### WHAT YOU WILL DO
Output the full listing below verbatim, keeping every line unchanged and in its original order.

....

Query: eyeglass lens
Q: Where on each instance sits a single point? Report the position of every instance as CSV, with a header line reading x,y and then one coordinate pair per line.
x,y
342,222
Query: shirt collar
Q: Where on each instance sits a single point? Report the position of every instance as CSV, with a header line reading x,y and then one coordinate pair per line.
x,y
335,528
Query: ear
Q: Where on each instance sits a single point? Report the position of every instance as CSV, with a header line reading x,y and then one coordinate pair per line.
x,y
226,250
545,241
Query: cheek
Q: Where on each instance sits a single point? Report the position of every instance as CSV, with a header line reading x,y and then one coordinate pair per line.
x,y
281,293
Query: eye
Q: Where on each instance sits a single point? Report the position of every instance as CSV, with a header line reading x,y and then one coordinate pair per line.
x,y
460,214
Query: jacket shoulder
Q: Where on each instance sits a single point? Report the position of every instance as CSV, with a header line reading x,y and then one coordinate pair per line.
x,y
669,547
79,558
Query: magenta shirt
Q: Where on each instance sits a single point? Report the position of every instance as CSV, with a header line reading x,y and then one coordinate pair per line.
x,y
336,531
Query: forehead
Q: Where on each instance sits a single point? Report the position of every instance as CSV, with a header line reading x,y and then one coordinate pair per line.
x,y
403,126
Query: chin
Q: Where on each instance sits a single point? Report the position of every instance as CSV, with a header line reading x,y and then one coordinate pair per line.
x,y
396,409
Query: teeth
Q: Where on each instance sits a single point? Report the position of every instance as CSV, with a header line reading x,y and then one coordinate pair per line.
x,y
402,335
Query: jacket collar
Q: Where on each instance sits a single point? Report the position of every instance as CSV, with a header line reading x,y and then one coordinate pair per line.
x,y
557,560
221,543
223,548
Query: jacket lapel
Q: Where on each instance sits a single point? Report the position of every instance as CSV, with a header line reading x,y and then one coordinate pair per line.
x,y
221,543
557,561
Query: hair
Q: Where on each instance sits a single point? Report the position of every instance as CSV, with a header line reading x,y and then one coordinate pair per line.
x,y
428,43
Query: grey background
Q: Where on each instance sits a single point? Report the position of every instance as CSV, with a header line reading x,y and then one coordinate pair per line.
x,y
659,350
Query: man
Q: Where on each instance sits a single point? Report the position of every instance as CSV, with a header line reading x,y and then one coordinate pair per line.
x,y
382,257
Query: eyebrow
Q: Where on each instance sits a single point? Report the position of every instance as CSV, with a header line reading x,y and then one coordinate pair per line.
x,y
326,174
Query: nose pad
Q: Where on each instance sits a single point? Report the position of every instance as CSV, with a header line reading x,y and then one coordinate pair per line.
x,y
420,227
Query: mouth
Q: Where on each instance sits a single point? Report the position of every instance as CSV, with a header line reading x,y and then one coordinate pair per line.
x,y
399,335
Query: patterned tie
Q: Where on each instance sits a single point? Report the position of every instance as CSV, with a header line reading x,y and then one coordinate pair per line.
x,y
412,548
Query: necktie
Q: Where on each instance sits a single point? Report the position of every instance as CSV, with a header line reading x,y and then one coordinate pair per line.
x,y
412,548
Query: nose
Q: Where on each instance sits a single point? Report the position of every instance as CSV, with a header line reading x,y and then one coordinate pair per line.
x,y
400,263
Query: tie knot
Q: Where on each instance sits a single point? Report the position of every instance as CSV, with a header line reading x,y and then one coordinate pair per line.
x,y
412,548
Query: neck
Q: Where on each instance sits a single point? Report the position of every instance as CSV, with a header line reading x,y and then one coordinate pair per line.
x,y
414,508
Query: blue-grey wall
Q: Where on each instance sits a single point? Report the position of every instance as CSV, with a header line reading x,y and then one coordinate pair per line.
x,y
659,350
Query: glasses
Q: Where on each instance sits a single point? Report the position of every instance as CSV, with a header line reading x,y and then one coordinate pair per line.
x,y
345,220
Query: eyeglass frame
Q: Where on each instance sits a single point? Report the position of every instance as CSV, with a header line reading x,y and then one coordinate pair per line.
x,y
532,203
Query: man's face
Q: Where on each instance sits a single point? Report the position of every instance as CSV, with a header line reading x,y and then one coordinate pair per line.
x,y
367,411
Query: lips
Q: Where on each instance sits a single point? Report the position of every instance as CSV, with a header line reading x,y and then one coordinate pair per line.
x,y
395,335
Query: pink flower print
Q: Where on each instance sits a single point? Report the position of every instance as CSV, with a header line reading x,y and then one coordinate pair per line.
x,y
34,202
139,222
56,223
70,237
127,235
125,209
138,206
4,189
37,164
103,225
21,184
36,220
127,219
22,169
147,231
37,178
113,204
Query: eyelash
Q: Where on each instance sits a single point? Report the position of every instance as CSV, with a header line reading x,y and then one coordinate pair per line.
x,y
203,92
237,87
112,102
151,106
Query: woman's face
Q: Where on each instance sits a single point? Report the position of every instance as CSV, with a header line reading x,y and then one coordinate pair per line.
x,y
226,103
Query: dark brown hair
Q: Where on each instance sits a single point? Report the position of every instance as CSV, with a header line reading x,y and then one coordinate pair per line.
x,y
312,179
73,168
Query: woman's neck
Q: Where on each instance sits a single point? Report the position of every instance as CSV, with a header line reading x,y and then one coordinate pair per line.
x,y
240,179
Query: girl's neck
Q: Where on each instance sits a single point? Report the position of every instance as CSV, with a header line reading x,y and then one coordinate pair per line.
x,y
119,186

....

### ANSWER TO THE PROBLEM
Query: eyeglass lens
Q: Where on each instance sits a single point? Report the position of every instance as CSV, with a header line reading x,y and then one coordinate pair per line.
x,y
342,222
Query: shirt collar
Q: Where on each instance sits a single point? Report the position of every instance as CSV, with a header line reading x,y and then one coordinate pair per line.
x,y
335,528
Query: ear
Q: Where on each instance sits a single point? Report the position of every instance as CSV, with a header line reading x,y and then one coordinate pair per line.
x,y
226,250
545,241
Query: cheek
Q: Where on each instance sits a single point? Report the position of every instance as CSV, with a header line reading x,y and then one coordinate pair per line.
x,y
281,293
Query: eye
Q: Where on each instance sits a single point? Report the position of every instance as CSV, with a header line reading x,y and then one coordinate pair per line.
x,y
460,214
Query: jacket shoulder
Q: Where on each instance sits a single point? Report the position of every instance as CSV, with a header line reading x,y and then one coordinate pair per line.
x,y
669,547
79,558
Query: magenta shirt
Q: Where on each instance sits a single point? Report the position of every instance as CSV, with a header line reading x,y and then one coordinate pair per line.
x,y
336,531
Query: forehead
Q: Where on each instance sits a single point? Report the position of every instance as CSV, with a header line reading x,y and then one coordinate pair per line.
x,y
403,126
Query: chin
Q: Where on each instance sits a single point? Report the position of every instance as CSV, with a header line reading x,y and then one coordinate pair per line.
x,y
396,409
Query: teeth
Q: Where on each instance sits a single point? Report the position of every instance as CSV, with a header line reading x,y and then one coordinate pair per line.
x,y
402,335
Query: jacket collar
Q: Where on each instance sits a single point? Report the position of every instance as CSV, with a header line reading x,y and then one coordinate pair per line.
x,y
557,560
221,543
223,548
Query: jacket lapel
Q: Where on each instance sits a single point? Report the position of every instance as CSV, with a header line reading x,y and then one coordinate pair per line.
x,y
221,543
557,561
Query: hair
Q: Where on each instance sits a single point? Report the position of every instance as CSV, with a header line reading x,y and then one coordinate pair per line.
x,y
428,43
Query: grey background
Q: Where on each instance sits a single point? Report the position of every instance as CSV, with a header line reading x,y and then one coordinate pair per line.
x,y
659,350
Query: man
Q: Where on each instance sits a single point? Report the position of every instance as CSV, with a header line reading x,y and then one coordinate pair per line.
x,y
382,257
Query: eyebrow
Q: Where on each instance sits a single point? Report the position of every instance as CSV, with a header line reading x,y and then one coordinate pair per line.
x,y
326,174
Query: nose pad
Q: Where on each instance sits a single point? Report the position of every instance as CSV, with a header line reading x,y and then one coordinate pair per line.
x,y
420,227
Query: mouth
Q: Where on each instance sits a single point? Report the position of every instance as CSV, with a header line reading x,y and then one coordinate pair per line.
x,y
399,335
Query: patterned tie
Q: Where on each instance sits a single point? Report the position of every instance as CSV, with a header line reading x,y and then one coordinate pair per line.
x,y
412,548
Query: necktie
Q: Where on each instance sits a single point? Report the position of every instance as CSV, with a header line reading x,y and then one coordinate pair per line.
x,y
412,548
Query: nose
Q: Where on each instance sits a single point? Report the position of every instance as CSV, with a header line reading x,y and then one coordinate pair per line.
x,y
400,263
Query: tie knot
Q: Where on each instance sits a single point? Report the position of every instance as CSV, with a header line reading x,y and then one coordinate pair per line.
x,y
412,548
Query: neck
Q: Where on each instance sits a single point? Report the position of every instance as CSV, with a header line reading x,y and then one coordinate pair per line.
x,y
414,508
Query: blue-grey wall
Q: Where on each instance sits a single point? Report the position of every instance as CSV, with a header line reading x,y and then one coordinate pair per line.
x,y
659,350
Query: glasses
Q: Where on each instance sits a single point? Report the position of every instance as CSV, with a header line reading x,y and then one coordinate pair per line.
x,y
345,220
Query: eyeglass frame
Q: Where on each instance sits a single point? Report the position of every instance as CSV, with a header line reading x,y and then one coordinate pair per line.
x,y
532,203
Query: man's face
Q: Where on each instance sits a single point? Report the position of every instance as CSV, with a header line reading x,y and then one coordinate pair per line.
x,y
367,411
Query: lips
Q: Where on each instance sits a single point? Report the position of every instance as CSV, with a header line reading x,y and then one coordinate pair per line.
x,y
395,335
Query: pink flower print
Q: Where on each instance sits a single point? Report the position of every instance as CSV, with a header line reading x,y and then one coordinate pair per line.
x,y
34,202
139,222
56,223
70,237
127,235
125,209
138,206
4,189
37,164
103,225
21,184
36,220
127,219
22,169
147,231
37,178
113,204
Query: eyelash
Q: Where on each instance sits a single point? Report the position of every instance as CSV, with a header line reading x,y and then one coordinate pair per line.
x,y
203,92
237,87
112,102
151,106
Query: woman's face
Q: Where on each instance sits a single point? Report the position of every instance as CSV, with a header line reading x,y and then one coordinate pair per line.
x,y
226,103
Query: dark brown hair
Q: Where on each instance sits a single point? Report the position of every instance as CSV, with a header line reading x,y and then one coordinate pair per line.
x,y
312,179
73,168
Query: woman's neck
Q: Where on each instance sits a single point? Report the position of every instance as CSV, with a header line reading x,y and then one coordinate pair per line.
x,y
240,179
Query: girl's neck
Q: Where on each instance sits a single point? Report the position of every instance as CSV, with a header line reading x,y and then one coordinate pair per line.
x,y
119,186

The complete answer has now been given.